(Point-based annotation data)
* Start *
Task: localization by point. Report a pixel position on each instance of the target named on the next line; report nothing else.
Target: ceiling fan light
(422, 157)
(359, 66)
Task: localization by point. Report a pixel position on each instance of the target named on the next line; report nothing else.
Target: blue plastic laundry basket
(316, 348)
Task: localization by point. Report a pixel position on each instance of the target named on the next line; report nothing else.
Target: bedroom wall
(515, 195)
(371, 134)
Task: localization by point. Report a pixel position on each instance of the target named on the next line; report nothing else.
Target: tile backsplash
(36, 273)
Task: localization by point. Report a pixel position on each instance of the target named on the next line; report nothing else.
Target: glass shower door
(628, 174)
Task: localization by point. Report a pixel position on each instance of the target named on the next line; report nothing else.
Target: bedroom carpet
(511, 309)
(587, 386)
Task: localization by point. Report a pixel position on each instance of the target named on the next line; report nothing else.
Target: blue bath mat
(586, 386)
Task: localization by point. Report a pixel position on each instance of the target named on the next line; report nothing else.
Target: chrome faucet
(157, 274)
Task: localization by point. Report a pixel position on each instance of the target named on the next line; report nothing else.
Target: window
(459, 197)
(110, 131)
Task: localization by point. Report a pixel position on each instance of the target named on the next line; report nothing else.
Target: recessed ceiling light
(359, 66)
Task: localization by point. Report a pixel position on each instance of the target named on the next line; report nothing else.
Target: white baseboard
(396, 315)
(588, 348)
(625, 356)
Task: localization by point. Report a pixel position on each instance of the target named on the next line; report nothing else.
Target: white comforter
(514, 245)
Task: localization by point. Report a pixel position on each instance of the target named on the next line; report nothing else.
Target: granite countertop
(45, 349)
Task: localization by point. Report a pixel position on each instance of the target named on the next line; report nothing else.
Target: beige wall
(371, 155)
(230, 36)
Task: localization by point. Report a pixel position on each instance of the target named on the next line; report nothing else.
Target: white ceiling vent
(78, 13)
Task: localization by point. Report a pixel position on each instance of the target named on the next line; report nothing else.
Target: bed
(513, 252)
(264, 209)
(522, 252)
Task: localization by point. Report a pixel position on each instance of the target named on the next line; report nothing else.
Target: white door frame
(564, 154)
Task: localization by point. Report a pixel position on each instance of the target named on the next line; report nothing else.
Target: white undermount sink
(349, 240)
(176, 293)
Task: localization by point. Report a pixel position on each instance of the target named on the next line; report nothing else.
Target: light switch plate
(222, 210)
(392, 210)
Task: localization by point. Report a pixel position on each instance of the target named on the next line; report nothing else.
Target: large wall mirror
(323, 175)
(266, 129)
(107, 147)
* End *
* Start *
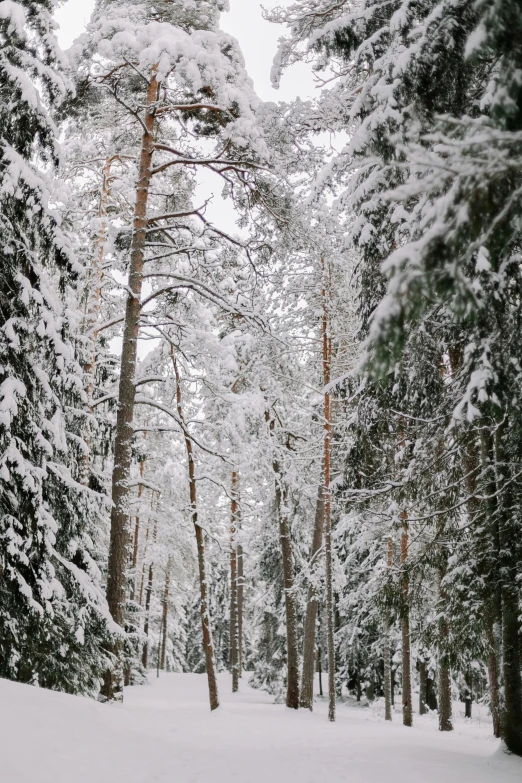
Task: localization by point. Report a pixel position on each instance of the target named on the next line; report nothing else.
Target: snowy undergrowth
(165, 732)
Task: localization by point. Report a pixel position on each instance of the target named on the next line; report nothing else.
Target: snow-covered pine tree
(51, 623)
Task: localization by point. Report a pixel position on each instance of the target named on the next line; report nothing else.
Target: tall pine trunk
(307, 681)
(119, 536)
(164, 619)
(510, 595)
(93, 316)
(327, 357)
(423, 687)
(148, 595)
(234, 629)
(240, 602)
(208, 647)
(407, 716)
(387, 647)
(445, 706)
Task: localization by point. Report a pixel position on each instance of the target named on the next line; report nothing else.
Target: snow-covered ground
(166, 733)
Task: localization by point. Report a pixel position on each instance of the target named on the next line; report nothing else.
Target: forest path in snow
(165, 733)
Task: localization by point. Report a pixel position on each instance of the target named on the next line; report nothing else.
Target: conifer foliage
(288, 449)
* End *
* Start *
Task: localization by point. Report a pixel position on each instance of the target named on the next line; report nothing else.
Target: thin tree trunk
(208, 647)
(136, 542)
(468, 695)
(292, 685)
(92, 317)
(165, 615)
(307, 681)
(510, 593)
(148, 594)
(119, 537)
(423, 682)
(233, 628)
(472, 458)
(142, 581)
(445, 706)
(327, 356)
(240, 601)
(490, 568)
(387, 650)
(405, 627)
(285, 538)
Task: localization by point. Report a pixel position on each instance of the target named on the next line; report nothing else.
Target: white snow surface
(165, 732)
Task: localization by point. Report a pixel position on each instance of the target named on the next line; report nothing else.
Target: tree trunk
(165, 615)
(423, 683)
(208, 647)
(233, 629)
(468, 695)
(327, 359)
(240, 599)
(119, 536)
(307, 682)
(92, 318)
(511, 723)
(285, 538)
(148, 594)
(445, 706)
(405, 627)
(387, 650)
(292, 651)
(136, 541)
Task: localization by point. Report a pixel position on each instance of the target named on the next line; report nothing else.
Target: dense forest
* End *
- [REQUIRED TASK]: From the records above, keep only the lines that contain the string "forest", and copy each of them out, treating uppercase and lowercase letters as different.

- [SOLUTION TO THIS TASK]:
Target: forest path in snow
Target: dense forest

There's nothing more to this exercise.